Problem description: Pick up the cycling training blog post after its last sentence and write what comes next.

Passage given:
A river in a road. A road-river

A river in a road. A road-river

After more climbing I reached the top of the Mendips and was rewarded with some spectacular views, and chilly winds. I took it easy and covered about 45km in total including a quick loop of the Chew Lake on the way home. My back thankfully feels fine, in fact strong enough to cut and chop a couple of wheelbarrow loads of logs to take to my Mum’s for Christmas next weekend. I haven’t decided whether I will be taking the bike …

A nice day for riding

A nice day for riding

Indoor interval training – keeping it interesting

In order to alleviate the boredom of indoor training I have decided to carry out a couple of structured weekly workouts. I intend to use the turbo trainer twice during the week and try to get out on the road at the weekend if I have the chance.

Of these two indoor sessions I will be trying two different forms of interval training with the intention of increasing cycling speed and endurance (plus the need to continue burning body fat without my daily commute as we head towards the eating and drinking season of the year).

The first type of workout is a simple interval training session. This week, following a 5 minute warm up I carried out three 15 minute intervals of what I perceived to be a hard intensity. These were separated by a short break of about two minutes to allow myself to recover.

I tried to maintain a cadence of around 110rpm with a moderate resistance on the trainer. On the second and third interval I finished with a 60 second sprint

This resulted in a steady increase in heart rate (and a puddle of sweat beneath the bike)

The second type of interval training I have begun is a form of high intensity training known as ‘Tabata’. There’s a bunch of information available online about it, plus it’s been around for a while so I’m not going to bore people with too many details. But basically I warmed up for 4 minutes, rode 8 x 20 second intervals at my max speed with a short 10 second break between each set, and then ended with a 4 minute cool down. The attraction of this type of training is that it only lasts 12 minutes in total, and the pain is confined to a 4 minute window. The downside is that very little light comes through that window and the burning sensation in the legs, lungs and back of the throat never really has quite enough time to disappear.

Short, sharp spikes of activity

Small jumps in heart rate but not enough rest time to properly recover

There appears to be quite a lot of science behind both of these methods of training and it’s easy to find out more with a little searching on the internet. Personally I find that they offer enough of a challenge to motivate myself to complete each session properly and have alleviated the potential boredom from an essentially mundane activity.

Dataset rows:
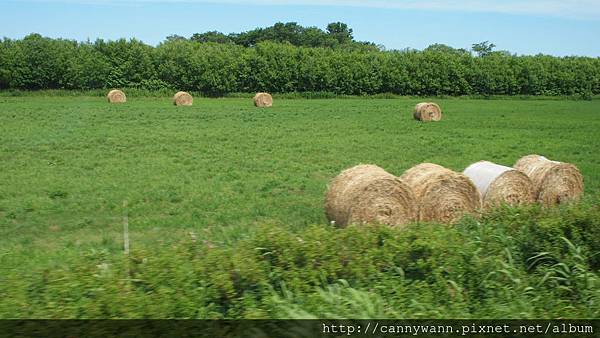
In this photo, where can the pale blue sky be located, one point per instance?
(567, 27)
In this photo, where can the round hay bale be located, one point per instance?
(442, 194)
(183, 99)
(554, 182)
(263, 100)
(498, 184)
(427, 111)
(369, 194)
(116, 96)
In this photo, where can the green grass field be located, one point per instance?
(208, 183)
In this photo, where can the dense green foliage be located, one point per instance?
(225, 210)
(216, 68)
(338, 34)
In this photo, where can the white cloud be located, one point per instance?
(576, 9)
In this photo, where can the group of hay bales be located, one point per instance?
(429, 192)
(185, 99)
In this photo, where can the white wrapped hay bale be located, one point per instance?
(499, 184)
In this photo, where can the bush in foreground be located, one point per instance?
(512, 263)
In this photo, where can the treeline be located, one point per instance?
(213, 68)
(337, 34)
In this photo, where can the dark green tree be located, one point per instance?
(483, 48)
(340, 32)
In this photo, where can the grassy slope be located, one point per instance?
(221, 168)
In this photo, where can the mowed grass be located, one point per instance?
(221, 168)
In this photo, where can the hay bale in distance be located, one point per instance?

Answer below:
A perfect afternoon to cycle

This week was a full week of commuting to work by car. It has been difficult breaking the habit of cycling every day and I’ve felt some frustrations in not being able to do the most enjoyable part of my day. On Tuesday night I did my first ever session on a turbo trainer. Ms BikeVCar bought the contraption a few months ago to do some training while recovering from a knee injury. I was sceptical about using it, but it was surprisingly enjoyable working up a sweat in the freezing cold garage. Not wanting to drip sweat over my nice bike I decided to use the commuter bike which seemed a bit odd using a bike with mudguards and rack on an indoor trainer.

This weekend we were back in London for a friend’s birthday. Sunday turned out to be a beautiful day, and definitely not a day to be stuck inside a car on the motorway. Fortunately we made it home in time to get outside and enjoy the last few hours of the weekend sunshine. Ms BikeVCar donned her welly boots and set off on a hike; I quickly geared up for a ride on the bike.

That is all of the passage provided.